--- Extracted data Enclosed Below ---
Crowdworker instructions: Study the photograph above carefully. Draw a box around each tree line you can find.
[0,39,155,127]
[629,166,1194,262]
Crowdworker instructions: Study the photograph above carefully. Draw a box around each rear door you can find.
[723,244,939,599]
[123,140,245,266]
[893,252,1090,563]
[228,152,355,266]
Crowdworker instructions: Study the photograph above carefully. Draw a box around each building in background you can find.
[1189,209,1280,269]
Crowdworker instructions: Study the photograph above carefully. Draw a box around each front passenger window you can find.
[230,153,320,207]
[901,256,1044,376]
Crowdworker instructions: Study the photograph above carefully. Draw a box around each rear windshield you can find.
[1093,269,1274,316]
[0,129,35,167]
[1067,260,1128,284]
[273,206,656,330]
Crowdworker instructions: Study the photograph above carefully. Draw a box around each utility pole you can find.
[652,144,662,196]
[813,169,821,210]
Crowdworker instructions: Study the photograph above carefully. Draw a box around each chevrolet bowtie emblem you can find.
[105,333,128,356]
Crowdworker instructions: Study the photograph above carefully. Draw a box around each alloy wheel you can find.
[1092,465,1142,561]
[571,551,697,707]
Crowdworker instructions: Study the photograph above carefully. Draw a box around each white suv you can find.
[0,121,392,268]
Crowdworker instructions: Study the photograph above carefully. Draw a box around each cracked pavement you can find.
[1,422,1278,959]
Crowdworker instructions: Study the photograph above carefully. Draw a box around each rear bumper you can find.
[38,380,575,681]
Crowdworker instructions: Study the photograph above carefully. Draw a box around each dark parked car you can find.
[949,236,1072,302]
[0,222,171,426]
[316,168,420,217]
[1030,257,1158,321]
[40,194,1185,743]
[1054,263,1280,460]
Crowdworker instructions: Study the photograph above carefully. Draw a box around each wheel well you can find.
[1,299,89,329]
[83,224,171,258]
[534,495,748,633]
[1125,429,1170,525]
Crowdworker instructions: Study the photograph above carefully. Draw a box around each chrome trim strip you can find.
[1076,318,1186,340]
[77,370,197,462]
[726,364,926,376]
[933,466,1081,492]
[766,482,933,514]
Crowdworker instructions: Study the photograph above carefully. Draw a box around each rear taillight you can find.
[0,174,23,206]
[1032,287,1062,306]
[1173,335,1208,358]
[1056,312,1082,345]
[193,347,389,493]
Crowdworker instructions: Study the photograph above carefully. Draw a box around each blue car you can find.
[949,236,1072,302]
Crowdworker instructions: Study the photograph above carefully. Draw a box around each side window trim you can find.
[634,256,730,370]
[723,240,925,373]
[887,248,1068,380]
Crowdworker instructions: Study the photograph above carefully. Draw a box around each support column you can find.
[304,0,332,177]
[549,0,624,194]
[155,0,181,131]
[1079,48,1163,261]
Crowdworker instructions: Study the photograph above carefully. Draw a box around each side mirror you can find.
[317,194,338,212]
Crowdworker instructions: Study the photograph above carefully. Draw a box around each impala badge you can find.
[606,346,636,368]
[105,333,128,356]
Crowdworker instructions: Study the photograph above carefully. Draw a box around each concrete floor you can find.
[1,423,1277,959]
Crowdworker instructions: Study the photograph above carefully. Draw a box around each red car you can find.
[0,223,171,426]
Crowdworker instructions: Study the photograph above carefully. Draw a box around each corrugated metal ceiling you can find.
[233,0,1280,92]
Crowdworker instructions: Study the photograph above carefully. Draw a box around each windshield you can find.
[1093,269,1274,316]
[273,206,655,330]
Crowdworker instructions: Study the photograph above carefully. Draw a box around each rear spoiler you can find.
--- End of Enclosed Extracted data ---
**Task description**
A complete and exact transcription of the material is required.

**Answer area**
Crowdworker instructions: Study the photograph above carefully. Draw a box around each tree line you can find.
[0,39,155,127]
[629,166,1194,262]
Crowdworker instructions: Study the photograph above carefully. Draw a box around each rear door you can find.
[723,244,939,599]
[123,140,245,266]
[893,252,1090,563]
[228,152,355,266]
Crowdworker instructions: Study the photograph above carefully. Draw a box around each building in background you can find.
[1189,209,1280,269]
Crowdworker instructions: Study the photograph above carefully. Draw a box around each front passenger window you can find.
[230,153,320,207]
[901,256,1044,376]
Crowdworker instructions: Study the photograph above carefully. Draw a box around each rear windshield you can find.
[1093,269,1274,316]
[0,129,35,167]
[1067,260,1128,284]
[273,206,656,330]
Crowdworker instructions: Study the photograph above carefully. Draw a box around each utility pole you can find.
[652,144,662,196]
[813,169,821,210]
Crowdworker instructions: Study the photograph above carefully. Draw a box around each chevrolet bowtie emblem you can find.
[105,333,128,356]
Crowdworker instructions: Study the photograph above carefully. Draw a box around each alloy wheel you can find.
[1092,465,1142,561]
[571,551,697,707]
Crowdworker instructions: Study the photograph above carefully. Draw a box around each white suv you can find.
[0,121,392,268]
Crowdworker instructions: Study the photograph above carefully. Draw a box around each cracked pavement you can find.
[1,422,1278,959]
Crowdworker instructions: Study the photograph above carefully. Draw a box around each rear bumper you can find.
[38,380,575,681]
Crowdworker instructions: Study the photograph above carefully. Draw a box around each dark parked car you can find.
[949,236,1072,302]
[0,222,171,426]
[316,168,420,217]
[1030,257,1158,321]
[40,194,1185,743]
[1054,263,1280,460]
Crowdworker instructions: Study the photograph above carefully. Draw a box around each wheel well you can find.
[1,299,89,329]
[83,224,171,258]
[534,495,748,633]
[1125,429,1170,525]
Crowdworker instructions: Study the photograph above carefully. Draw a box around each chrome trim strip you can find.
[1076,318,1186,340]
[77,370,197,462]
[726,364,926,376]
[933,466,1081,492]
[766,482,933,514]
Crowdworker instructions: Study the photograph above carefully. Draw a box around each rear taillight you can find.
[0,174,23,206]
[1032,287,1062,306]
[1173,335,1208,358]
[1056,312,1082,345]
[193,347,389,493]
Crowdworker instructions: Study the photograph above carefully. Draw a box around each blue car you can find.
[949,236,1072,302]
Crowdworker instructions: Study the photograph above carefully. Draw a box around each side window trim you can find.
[634,256,730,370]
[723,240,925,373]
[887,248,1068,380]
Crowdworker instructions: Study the photograph above carefully. Draw a box around each support column you can find.
[304,0,332,177]
[549,0,624,194]
[155,0,181,131]
[1079,48,1163,261]
Crowdworker instructions: Study the photograph above carefully. Draw a box around each side mirror you can find.
[317,194,338,212]
Crowdworker instructions: Study the photograph above carefully. Draw a box around each impala badge you can find.
[606,346,636,368]
[105,333,128,356]
Crowdworker instructions: Study the photograph above carefully. Draw a box around each concrete floor you can find.
[1,423,1277,959]
Crowdworker instructions: Study the photograph above carefully. Draw a box around each red car you can find.
[0,223,171,426]
Crowdworker instructions: Study the photograph above carefully. Draw a box around each corrugated metal ceiling you can find.
[233,0,1280,92]
Crowdworker instructions: Study the photograph above carefully. Draw a box around each windshield you can find.
[1093,269,1274,316]
[273,206,655,330]
Crowdworker instructions: Study the photograph above carefully. Draw a box around each rear spoiler you can find.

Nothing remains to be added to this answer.